Dataset records —
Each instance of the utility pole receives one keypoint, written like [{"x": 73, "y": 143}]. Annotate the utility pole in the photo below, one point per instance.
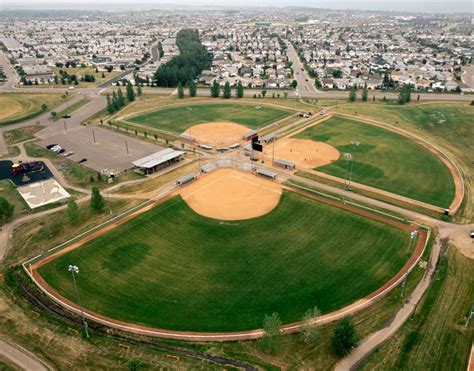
[{"x": 74, "y": 269}]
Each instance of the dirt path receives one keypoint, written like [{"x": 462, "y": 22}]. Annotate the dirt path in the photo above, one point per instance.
[
  {"x": 377, "y": 338},
  {"x": 21, "y": 357}
]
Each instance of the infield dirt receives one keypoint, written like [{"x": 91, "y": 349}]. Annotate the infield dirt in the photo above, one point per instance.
[{"x": 228, "y": 194}]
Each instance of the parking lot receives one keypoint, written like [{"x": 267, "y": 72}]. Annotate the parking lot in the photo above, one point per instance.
[{"x": 103, "y": 148}]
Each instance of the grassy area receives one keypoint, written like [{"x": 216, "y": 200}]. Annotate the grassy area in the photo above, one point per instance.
[
  {"x": 178, "y": 119},
  {"x": 436, "y": 338},
  {"x": 71, "y": 108},
  {"x": 21, "y": 134},
  {"x": 385, "y": 160},
  {"x": 16, "y": 107},
  {"x": 200, "y": 286},
  {"x": 36, "y": 236},
  {"x": 9, "y": 192},
  {"x": 448, "y": 125},
  {"x": 373, "y": 195}
]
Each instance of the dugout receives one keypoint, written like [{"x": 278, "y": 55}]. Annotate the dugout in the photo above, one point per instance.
[
  {"x": 269, "y": 138},
  {"x": 158, "y": 160},
  {"x": 249, "y": 135},
  {"x": 186, "y": 137},
  {"x": 185, "y": 179},
  {"x": 266, "y": 173},
  {"x": 284, "y": 164}
]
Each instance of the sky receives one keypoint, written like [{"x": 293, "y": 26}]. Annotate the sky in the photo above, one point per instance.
[{"x": 460, "y": 6}]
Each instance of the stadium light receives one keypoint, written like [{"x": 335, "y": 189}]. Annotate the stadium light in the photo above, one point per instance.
[{"x": 74, "y": 269}]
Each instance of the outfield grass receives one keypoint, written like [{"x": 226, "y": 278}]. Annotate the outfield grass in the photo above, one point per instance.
[
  {"x": 385, "y": 160},
  {"x": 178, "y": 119},
  {"x": 15, "y": 107},
  {"x": 171, "y": 268}
]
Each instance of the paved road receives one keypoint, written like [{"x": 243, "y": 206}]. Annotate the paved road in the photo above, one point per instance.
[{"x": 306, "y": 87}]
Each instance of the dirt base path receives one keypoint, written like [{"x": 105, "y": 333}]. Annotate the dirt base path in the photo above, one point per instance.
[
  {"x": 219, "y": 133},
  {"x": 228, "y": 194},
  {"x": 304, "y": 153}
]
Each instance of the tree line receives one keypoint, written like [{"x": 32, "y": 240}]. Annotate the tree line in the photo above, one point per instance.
[{"x": 186, "y": 66}]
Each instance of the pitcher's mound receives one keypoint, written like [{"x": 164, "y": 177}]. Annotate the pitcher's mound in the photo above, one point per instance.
[
  {"x": 217, "y": 133},
  {"x": 304, "y": 153},
  {"x": 228, "y": 194}
]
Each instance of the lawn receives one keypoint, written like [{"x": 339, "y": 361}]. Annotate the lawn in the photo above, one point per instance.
[
  {"x": 436, "y": 338},
  {"x": 171, "y": 268},
  {"x": 16, "y": 107},
  {"x": 178, "y": 119},
  {"x": 385, "y": 160}
]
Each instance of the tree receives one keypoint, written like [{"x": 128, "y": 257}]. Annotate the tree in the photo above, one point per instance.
[
  {"x": 130, "y": 92},
  {"x": 72, "y": 211},
  {"x": 273, "y": 335},
  {"x": 344, "y": 337},
  {"x": 120, "y": 98},
  {"x": 97, "y": 201},
  {"x": 240, "y": 90},
  {"x": 365, "y": 93},
  {"x": 353, "y": 94},
  {"x": 180, "y": 91},
  {"x": 310, "y": 328},
  {"x": 227, "y": 90},
  {"x": 6, "y": 209},
  {"x": 192, "y": 88},
  {"x": 215, "y": 89}
]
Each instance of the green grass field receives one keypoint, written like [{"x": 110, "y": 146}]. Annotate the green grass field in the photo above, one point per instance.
[
  {"x": 15, "y": 107},
  {"x": 178, "y": 119},
  {"x": 171, "y": 268},
  {"x": 436, "y": 338},
  {"x": 385, "y": 160}
]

Task —
Reproduce each entry exactly as given; no pictures, please.

Completed task —
Each instance of the utility pole receives one keypoint, written like [{"x": 73, "y": 143}]. Annotate the utility pole in the photo below, one point per instance.
[{"x": 74, "y": 269}]
Each instance of the dirt path receives one keypoint, written like [{"x": 462, "y": 22}]. Annotate the dirt path in the photo above, one point per instance.
[
  {"x": 377, "y": 338},
  {"x": 21, "y": 357}
]
Each instance of the infield dirt receives one keypoint, written like [{"x": 91, "y": 349}]. Annotate the infield dirt in the photo above, one point per instance.
[{"x": 228, "y": 194}]
Each instance of the parking lot receives one keypoint, written like [{"x": 267, "y": 72}]. Annotate the parking lot in the photo above, one point per instance.
[{"x": 103, "y": 148}]
Each instance of the grassy area receives one keypoint, written like [{"x": 216, "y": 200}]. Annotate the grassy area in the photo above, one point per instance.
[
  {"x": 178, "y": 119},
  {"x": 436, "y": 338},
  {"x": 71, "y": 108},
  {"x": 21, "y": 134},
  {"x": 385, "y": 160},
  {"x": 16, "y": 107},
  {"x": 200, "y": 286},
  {"x": 36, "y": 236},
  {"x": 9, "y": 192},
  {"x": 448, "y": 125},
  {"x": 373, "y": 195}
]
Each instance of the dugout receives one keypoint, written like [{"x": 278, "y": 55}]. Annotate the dugout in the photo above, one point per instance.
[
  {"x": 269, "y": 138},
  {"x": 158, "y": 160},
  {"x": 249, "y": 135},
  {"x": 186, "y": 137},
  {"x": 185, "y": 179},
  {"x": 266, "y": 173},
  {"x": 284, "y": 164}
]
Each instance of the sky receives one keypoint, written like [{"x": 293, "y": 26}]. Annotate the sky in the photo above, one point per instance.
[{"x": 460, "y": 6}]
Each instance of the stadium light receives one keypoint, written like [{"x": 335, "y": 189}]. Annotate the stadium light in the photo above, one point per instance.
[{"x": 74, "y": 269}]
Each instance of the outfield grass receives one keypoint, written like [{"x": 226, "y": 278}]. Annotate the outfield grass in the photo above, one point per instance.
[
  {"x": 385, "y": 160},
  {"x": 178, "y": 119},
  {"x": 15, "y": 107},
  {"x": 171, "y": 268}
]
Each instance of the paved road receives one keypoint, written like [{"x": 243, "y": 206}]. Annotate the paved road in the photo above, one point per instance.
[{"x": 306, "y": 87}]
Each instance of the dirt base path receives one keypoint, written like [{"x": 105, "y": 333}]. Annotate the dirt base path in the photo above, one point per instance.
[
  {"x": 219, "y": 133},
  {"x": 228, "y": 194},
  {"x": 304, "y": 153}
]
Each instance of the tree line receives one keypoint, written like [{"x": 32, "y": 240}]. Annotate the tree line in the photo above, one point per instance.
[{"x": 186, "y": 66}]
Each instance of the pitcher's mound receives one keypoint, written like [{"x": 164, "y": 177}]. Annotate the pitcher's mound in the photo above, one point per instance.
[
  {"x": 217, "y": 133},
  {"x": 304, "y": 153},
  {"x": 228, "y": 194}
]
Each instance of the lawn receives one keypoint, written like [{"x": 339, "y": 361}]. Annotate the lawn in the photo above, one point per instance.
[
  {"x": 436, "y": 338},
  {"x": 171, "y": 268},
  {"x": 16, "y": 107},
  {"x": 178, "y": 119},
  {"x": 385, "y": 160}
]
Each instance of the tree receives one keypoint, written like [{"x": 128, "y": 257}]. Annotate the tree in the photo above, one point per instance.
[
  {"x": 130, "y": 92},
  {"x": 72, "y": 211},
  {"x": 273, "y": 335},
  {"x": 344, "y": 337},
  {"x": 120, "y": 98},
  {"x": 97, "y": 201},
  {"x": 240, "y": 90},
  {"x": 365, "y": 93},
  {"x": 353, "y": 94},
  {"x": 180, "y": 91},
  {"x": 310, "y": 328},
  {"x": 227, "y": 90},
  {"x": 6, "y": 209},
  {"x": 192, "y": 88},
  {"x": 215, "y": 89}
]
Each instance of the green grass field receives one keypoint, written like [{"x": 110, "y": 146}]. Annotate the green grass field in the photo above, one point per instance.
[
  {"x": 15, "y": 107},
  {"x": 178, "y": 119},
  {"x": 171, "y": 268},
  {"x": 436, "y": 338},
  {"x": 385, "y": 160}
]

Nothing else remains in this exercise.